■ Short task 1:
Reproduce the passage from the post on high harmonic generation that begins at the words "In general, attosecond" and ends after the words "in the process.".
■ Short task 2:
Summarize the post on attosecond pulse generation in two sentences.
■ Short task 3:
Carry on the post about attosecond pulses from the point where it ends.
══ Text to read ══
Hello Sumit (and other readers) --

In general, attosecond pulses are generated using high harmonic generation. For those unfamiliar, this process can generally be described by the "three step model": 

1) Ionization: An intense oscillating electric field (i.e. your driving laser) ionizes an electron from an atom (commonly a noble gas) and accelerates it away into free space.

2) Acceleration: When the electric field changes direction, the electron turns around and accelerates back towards the parent ion, gaining a substantial amount of kinetic energy in the process.

3) Recombination: If the electron recombines with the parent ion, the excess amount of kinetic energy is released as a single high-energy photon (usually in the VUV to soft x-ray region, depending on the laser). This burst possesses attosecond time signatures.

This process occurs every half-cycle of your driving laser, meaning a linearly-polarized, multi-cycle pulse will generate an attosecond pulse train, with the spectrum of this output showing discrete, odd-order high harmonics of the incident laser pulse energy (which makes sense if you think about the Fourier transform of a train of closely-separated ultrashort pulses).
═══
══ Entries provided ══
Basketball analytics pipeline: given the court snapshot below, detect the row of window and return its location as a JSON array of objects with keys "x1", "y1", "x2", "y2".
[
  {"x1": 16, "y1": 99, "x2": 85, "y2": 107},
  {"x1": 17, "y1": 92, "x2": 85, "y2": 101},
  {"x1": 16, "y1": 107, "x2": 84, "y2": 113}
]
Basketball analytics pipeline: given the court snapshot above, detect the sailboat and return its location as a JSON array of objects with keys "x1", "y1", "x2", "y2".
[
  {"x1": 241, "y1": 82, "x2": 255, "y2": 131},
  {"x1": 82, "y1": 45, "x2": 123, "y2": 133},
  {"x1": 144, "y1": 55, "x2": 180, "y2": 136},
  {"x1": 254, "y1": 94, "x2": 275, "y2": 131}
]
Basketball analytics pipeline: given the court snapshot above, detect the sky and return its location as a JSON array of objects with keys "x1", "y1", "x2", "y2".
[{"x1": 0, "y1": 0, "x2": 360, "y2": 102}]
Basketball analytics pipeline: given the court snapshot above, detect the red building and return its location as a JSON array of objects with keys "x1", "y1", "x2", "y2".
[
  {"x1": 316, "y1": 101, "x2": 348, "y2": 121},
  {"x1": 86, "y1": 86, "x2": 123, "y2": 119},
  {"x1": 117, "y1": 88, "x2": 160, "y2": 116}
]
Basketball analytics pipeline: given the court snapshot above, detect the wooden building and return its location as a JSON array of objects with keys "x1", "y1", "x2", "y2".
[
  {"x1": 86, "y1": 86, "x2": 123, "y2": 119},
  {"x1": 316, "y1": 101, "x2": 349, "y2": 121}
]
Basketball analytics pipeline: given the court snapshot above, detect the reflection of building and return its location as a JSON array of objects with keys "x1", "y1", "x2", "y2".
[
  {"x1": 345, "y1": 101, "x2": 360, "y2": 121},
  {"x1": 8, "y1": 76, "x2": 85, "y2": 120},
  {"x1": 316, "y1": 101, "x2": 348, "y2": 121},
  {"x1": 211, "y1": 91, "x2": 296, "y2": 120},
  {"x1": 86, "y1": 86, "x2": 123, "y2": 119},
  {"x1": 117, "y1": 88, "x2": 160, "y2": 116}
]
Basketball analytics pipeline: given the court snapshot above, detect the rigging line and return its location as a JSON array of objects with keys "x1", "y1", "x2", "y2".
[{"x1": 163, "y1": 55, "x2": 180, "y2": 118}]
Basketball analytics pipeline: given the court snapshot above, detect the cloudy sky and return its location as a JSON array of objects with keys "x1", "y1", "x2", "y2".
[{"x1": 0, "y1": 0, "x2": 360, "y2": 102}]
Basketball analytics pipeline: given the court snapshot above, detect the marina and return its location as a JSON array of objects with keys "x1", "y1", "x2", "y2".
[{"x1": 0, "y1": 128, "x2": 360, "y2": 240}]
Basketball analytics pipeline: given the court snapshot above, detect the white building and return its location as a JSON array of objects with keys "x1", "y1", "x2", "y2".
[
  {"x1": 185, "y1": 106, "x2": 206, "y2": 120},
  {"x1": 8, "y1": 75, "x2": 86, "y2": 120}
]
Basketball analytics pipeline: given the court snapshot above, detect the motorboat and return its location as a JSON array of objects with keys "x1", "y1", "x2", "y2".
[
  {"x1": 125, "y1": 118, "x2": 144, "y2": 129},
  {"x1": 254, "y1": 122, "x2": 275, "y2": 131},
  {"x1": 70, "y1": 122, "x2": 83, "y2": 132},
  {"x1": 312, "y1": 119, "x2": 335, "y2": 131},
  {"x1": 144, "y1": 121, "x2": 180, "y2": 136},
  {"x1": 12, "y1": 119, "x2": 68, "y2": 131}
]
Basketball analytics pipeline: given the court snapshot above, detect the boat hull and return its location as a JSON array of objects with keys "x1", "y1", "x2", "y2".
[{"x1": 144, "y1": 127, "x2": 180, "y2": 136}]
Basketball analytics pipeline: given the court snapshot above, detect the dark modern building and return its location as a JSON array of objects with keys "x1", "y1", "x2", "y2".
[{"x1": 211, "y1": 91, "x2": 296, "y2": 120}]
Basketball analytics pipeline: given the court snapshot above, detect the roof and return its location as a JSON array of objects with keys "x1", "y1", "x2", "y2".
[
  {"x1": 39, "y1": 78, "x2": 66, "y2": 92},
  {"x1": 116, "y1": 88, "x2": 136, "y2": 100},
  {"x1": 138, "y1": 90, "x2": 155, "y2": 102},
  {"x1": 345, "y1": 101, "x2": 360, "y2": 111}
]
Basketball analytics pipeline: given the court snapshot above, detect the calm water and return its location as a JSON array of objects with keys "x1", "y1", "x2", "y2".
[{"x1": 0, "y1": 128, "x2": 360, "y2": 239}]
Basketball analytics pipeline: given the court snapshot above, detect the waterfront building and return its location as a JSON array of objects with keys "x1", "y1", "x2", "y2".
═══
■ Exercise output 1:
In general, attosecond pulses are generated using high harmonic generation. For those unfamiliar, this process can generally be described by the "three step model": 

1) Ionization: An intense oscillating electric field (i.e. your driving laser) ionizes an electron from an atom (commonly a noble gas) and accelerates it away into free space.

2) Acceleration: When the electric field changes direction, the electron turns around and accelerates back towards the parent ion, gaining a substantial amount of kinetic energy in the process.

■ Exercise output 2:
Attosecond pulses are generally produced through high harmonic generation, which the three step model describes as three stages: an intense laser field ionizes an electron, the electron accelerates back toward the parent ion when the field changes direction, and recombination releases the gained kinetic energy as a single high-energy photon with attosecond time signatures. Because this process occurs every half-cycle of the driving laser, a linearly polarized, multi-cycle pulse generates an attosecond pulse train whose spectrum shows discrete, odd-order high harmonics of the incident laser pulse energy.

■ Exercise output 3:
Experimentally, it may be more useful to use isolated attosecond pulses. To generate only one attosecond pulse instead of a train of closely-separated pulses, one of several different types of optical gating can be used. In general, this can be done by modifying any of the steps in the "three step model" above:

1) Ionization: Under ionization gating, a single field maximum of the driving laser pulse is responsible for ionizing a substantial portion of the atoms in the interaction region. While these electrons can be accelerated and recombined to generate an attosecond pulse, there are either a) no more electrons for the following driving laser cycles to ionize because the target has been depleted or b) no longer appropriate phase matching conditions because of the plasma created by the pulse. This effectively results in the production of a single attosecond pulse. 

2) Acceleration: Under amplitude gating, the strongest field maximum of the driving laser pulse accelerates the photoionized electrons the hardest, leading to the generation of the highest-energy photons out of all the laser cycles. By filtering out the spectral components below the cutoff generated by the next strongest field maximum, it is ensured that the remaining spectrum all originated from the same attosecond burst. This effectively results in the production of a single attosecond pulse.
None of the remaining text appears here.